*Written problem*. Reproduce the lines below verbatim, starting at the line that contains "the man's arm" and ending with the last line.

*Provided records*.
+++++

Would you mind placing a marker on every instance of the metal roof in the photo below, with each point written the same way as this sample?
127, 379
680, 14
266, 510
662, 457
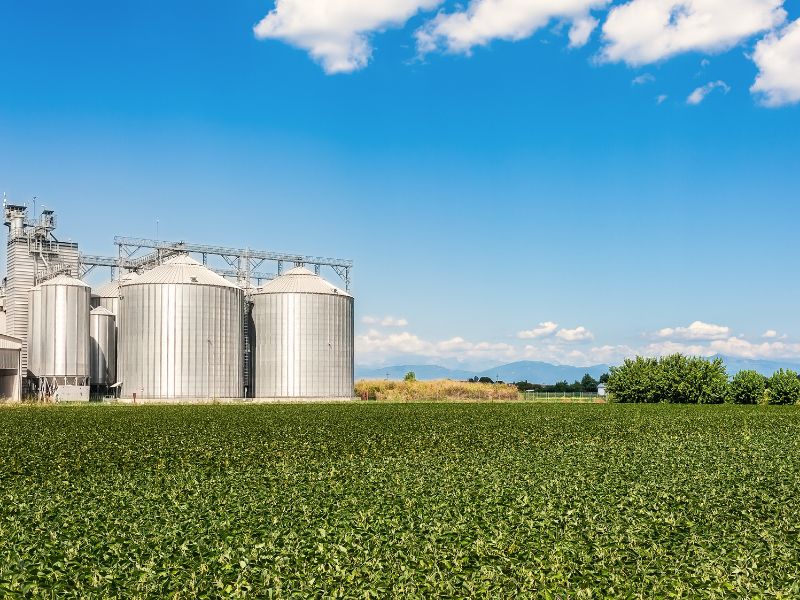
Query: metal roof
110, 289
181, 269
300, 281
64, 280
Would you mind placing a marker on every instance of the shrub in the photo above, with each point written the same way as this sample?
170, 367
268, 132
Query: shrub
676, 379
748, 387
634, 381
783, 387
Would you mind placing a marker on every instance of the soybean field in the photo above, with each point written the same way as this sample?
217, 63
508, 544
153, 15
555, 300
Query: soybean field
400, 500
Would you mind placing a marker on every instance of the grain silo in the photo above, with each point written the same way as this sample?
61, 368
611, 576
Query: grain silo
63, 355
302, 338
188, 333
103, 348
107, 295
35, 337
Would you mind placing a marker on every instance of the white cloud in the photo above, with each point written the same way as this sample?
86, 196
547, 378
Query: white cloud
581, 30
336, 33
579, 334
695, 331
544, 329
777, 57
646, 31
699, 94
486, 20
643, 78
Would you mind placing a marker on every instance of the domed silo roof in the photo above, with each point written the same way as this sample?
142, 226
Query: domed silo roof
299, 281
180, 269
64, 280
186, 341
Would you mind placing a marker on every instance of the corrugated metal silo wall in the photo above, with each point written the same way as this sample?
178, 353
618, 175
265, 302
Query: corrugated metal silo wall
65, 326
302, 346
103, 355
167, 353
35, 335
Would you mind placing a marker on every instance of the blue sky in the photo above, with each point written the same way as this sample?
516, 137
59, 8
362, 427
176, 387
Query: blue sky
485, 179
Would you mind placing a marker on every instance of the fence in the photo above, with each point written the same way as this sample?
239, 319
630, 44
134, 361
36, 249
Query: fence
586, 396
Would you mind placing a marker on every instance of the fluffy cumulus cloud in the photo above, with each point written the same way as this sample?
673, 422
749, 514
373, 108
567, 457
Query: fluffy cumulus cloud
579, 334
777, 57
336, 33
696, 331
381, 347
643, 79
543, 330
384, 321
645, 31
699, 94
483, 21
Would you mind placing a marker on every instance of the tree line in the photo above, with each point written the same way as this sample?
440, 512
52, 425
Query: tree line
683, 379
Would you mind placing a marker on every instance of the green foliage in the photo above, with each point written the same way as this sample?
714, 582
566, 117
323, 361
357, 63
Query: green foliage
399, 501
588, 384
677, 379
636, 380
783, 387
748, 387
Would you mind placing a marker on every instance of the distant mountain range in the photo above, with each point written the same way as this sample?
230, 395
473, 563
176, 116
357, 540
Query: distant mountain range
526, 370
545, 373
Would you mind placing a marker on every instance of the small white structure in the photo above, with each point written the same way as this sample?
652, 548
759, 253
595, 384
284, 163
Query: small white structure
10, 366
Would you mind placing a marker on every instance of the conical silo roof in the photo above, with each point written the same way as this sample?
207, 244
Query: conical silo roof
64, 280
181, 269
300, 281
110, 289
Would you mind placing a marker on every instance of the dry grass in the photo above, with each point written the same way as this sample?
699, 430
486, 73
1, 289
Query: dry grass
440, 390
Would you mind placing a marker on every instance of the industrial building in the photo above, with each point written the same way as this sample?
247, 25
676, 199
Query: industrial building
176, 321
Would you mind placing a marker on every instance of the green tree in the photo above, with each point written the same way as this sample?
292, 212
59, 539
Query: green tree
748, 387
588, 383
675, 378
634, 381
783, 387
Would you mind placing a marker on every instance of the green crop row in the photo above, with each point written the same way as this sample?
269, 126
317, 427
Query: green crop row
495, 500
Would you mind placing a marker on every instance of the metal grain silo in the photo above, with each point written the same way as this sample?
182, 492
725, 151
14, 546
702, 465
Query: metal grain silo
107, 295
188, 333
63, 357
103, 347
35, 336
302, 338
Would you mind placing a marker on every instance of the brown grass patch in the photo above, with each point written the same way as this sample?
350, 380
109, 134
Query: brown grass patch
439, 390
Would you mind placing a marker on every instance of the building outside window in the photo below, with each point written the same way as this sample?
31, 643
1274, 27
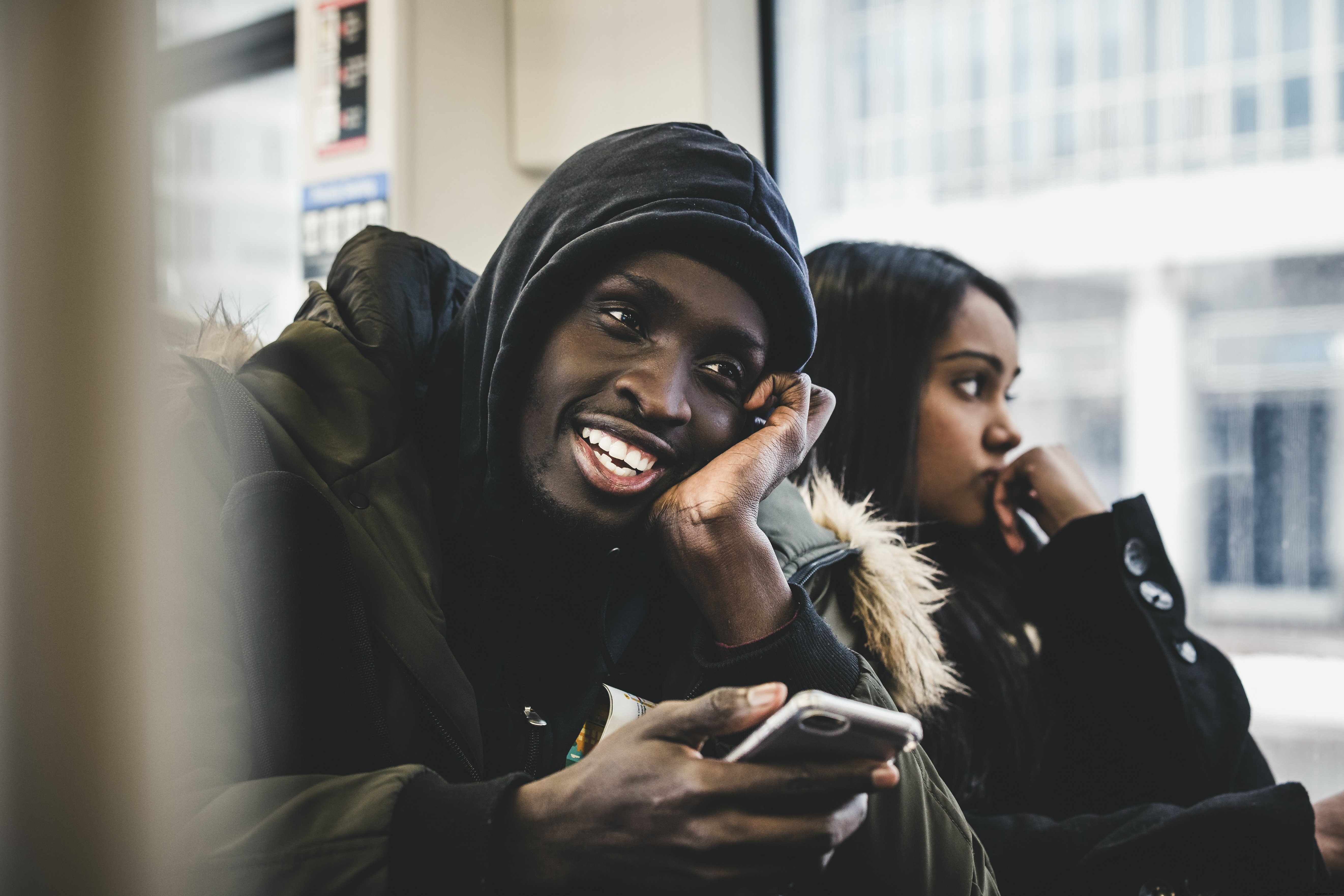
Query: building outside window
226, 182
1156, 183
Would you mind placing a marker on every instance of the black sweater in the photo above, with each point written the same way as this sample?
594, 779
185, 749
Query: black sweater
1104, 746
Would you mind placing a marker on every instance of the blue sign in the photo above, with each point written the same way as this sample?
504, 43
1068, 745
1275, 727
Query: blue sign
342, 193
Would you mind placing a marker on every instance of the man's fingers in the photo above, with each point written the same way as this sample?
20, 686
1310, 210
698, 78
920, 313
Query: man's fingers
724, 711
820, 406
787, 782
733, 829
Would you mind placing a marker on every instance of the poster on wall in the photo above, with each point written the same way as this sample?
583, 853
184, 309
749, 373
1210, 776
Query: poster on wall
341, 107
334, 213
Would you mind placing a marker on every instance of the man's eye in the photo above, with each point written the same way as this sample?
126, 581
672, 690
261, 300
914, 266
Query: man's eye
726, 369
971, 386
625, 316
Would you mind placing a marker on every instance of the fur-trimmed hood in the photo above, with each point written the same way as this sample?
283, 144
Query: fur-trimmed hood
892, 586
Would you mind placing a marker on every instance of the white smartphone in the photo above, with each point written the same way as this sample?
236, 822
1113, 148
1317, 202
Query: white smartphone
816, 726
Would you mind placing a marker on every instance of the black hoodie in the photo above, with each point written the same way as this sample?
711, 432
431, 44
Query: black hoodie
674, 187
377, 399
535, 622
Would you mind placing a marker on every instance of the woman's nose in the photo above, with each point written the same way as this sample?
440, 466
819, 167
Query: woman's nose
1002, 435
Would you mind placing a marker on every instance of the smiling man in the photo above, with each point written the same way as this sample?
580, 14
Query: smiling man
456, 511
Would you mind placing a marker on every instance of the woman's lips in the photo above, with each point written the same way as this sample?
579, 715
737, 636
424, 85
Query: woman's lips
615, 467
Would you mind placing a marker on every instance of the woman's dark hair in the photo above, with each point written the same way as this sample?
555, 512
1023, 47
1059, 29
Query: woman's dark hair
879, 311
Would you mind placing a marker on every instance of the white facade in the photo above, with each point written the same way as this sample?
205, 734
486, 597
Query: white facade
1159, 183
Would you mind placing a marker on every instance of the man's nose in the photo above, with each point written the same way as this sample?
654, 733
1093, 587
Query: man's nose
659, 389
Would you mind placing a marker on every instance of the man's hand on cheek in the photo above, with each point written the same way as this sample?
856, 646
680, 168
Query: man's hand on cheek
646, 812
708, 523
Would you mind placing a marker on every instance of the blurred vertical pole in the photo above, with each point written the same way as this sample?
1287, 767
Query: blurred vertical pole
1159, 418
76, 288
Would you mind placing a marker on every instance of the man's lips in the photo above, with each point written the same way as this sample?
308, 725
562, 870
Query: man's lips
615, 465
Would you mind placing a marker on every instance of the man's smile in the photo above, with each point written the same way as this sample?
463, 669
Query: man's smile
614, 465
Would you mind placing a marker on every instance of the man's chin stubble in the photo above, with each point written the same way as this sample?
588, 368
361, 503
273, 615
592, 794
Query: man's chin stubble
568, 522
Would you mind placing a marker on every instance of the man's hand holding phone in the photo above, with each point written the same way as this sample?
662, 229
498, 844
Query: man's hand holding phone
644, 809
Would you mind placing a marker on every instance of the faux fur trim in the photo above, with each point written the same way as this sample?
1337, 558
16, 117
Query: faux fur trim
224, 340
894, 598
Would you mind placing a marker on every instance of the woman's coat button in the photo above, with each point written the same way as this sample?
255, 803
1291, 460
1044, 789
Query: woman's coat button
1156, 596
1136, 558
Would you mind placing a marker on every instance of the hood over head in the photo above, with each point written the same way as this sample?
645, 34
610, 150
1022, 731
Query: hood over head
677, 187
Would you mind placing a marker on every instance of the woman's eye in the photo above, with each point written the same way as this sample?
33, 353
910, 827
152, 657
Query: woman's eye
971, 386
725, 369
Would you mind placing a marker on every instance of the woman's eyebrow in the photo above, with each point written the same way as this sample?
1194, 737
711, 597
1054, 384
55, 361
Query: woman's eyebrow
992, 361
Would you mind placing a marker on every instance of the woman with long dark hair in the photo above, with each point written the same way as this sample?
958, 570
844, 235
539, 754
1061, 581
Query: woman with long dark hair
1097, 745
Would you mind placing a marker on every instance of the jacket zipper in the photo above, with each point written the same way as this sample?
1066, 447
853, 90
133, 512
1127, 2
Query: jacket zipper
799, 578
448, 738
534, 741
810, 570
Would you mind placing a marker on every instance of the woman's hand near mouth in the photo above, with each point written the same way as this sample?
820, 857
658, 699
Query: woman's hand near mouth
1049, 484
708, 523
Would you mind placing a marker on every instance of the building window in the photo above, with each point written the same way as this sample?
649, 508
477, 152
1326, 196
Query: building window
1297, 25
1021, 48
1244, 29
1021, 142
1064, 135
1194, 29
1267, 494
1109, 25
1245, 111
1297, 103
978, 54
1064, 43
1150, 36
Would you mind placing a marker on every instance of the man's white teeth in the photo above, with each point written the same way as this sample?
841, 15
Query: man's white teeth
609, 464
614, 449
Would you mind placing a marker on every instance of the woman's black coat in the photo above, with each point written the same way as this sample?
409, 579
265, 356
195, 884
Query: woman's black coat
1140, 770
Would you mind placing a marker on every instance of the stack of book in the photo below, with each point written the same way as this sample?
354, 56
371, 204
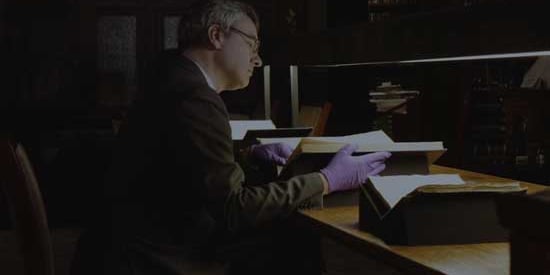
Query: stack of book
391, 98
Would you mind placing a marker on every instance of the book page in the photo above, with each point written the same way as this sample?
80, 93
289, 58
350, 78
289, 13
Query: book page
363, 138
377, 137
240, 127
332, 147
291, 141
393, 188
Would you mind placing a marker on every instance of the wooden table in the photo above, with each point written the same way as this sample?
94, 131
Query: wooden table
341, 223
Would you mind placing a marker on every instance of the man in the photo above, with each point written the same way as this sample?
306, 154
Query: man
177, 202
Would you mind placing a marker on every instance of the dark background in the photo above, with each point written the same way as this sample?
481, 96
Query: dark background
70, 69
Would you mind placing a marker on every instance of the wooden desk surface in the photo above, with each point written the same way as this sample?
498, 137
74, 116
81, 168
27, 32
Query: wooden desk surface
487, 258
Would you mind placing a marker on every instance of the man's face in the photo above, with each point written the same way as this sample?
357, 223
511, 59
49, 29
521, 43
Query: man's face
240, 53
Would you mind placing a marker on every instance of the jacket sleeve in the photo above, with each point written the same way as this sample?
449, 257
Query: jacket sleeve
204, 125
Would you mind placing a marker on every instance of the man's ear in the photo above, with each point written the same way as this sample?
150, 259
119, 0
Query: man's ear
216, 36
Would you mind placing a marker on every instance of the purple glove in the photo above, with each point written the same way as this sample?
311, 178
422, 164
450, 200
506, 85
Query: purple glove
277, 153
346, 172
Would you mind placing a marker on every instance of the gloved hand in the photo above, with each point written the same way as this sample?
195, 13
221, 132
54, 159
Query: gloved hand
277, 153
346, 172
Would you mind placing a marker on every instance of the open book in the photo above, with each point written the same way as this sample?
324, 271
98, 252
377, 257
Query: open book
250, 130
313, 153
432, 209
387, 191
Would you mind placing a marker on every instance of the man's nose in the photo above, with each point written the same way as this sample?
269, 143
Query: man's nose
257, 61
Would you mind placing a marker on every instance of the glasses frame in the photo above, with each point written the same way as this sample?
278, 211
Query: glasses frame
254, 46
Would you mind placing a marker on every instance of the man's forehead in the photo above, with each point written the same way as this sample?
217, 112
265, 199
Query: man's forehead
245, 24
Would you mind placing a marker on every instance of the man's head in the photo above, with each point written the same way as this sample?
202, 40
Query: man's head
226, 35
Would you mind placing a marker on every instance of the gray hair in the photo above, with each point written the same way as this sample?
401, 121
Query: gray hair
193, 27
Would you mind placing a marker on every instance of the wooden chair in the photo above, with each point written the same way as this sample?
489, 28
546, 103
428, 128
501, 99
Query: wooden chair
316, 117
18, 182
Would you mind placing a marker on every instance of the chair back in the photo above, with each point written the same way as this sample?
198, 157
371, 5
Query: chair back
18, 182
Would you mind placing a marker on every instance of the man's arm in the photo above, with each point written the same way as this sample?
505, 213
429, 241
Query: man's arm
204, 123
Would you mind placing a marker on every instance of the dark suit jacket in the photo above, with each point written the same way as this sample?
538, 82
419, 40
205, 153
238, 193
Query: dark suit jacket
174, 180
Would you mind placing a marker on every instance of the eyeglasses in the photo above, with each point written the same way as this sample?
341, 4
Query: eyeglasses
254, 45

+++++

*Result of the task*.
Would you mind placing a marker on every instance of the man's arm in the photo above, with each point written the same way as this sample?
505, 213
429, 241
Query: man's arm
204, 123
Would you mind placing a marker on every instance of the dark suit jacket in the photo above, with each point written the same way as this sample?
538, 82
419, 40
205, 153
238, 193
Query: dark suit jacket
174, 180
Would you mind placing a marker on every instance of the eyeglasses in the photo above, with each point written the same way as this sample?
341, 4
Query: eyeglasses
254, 45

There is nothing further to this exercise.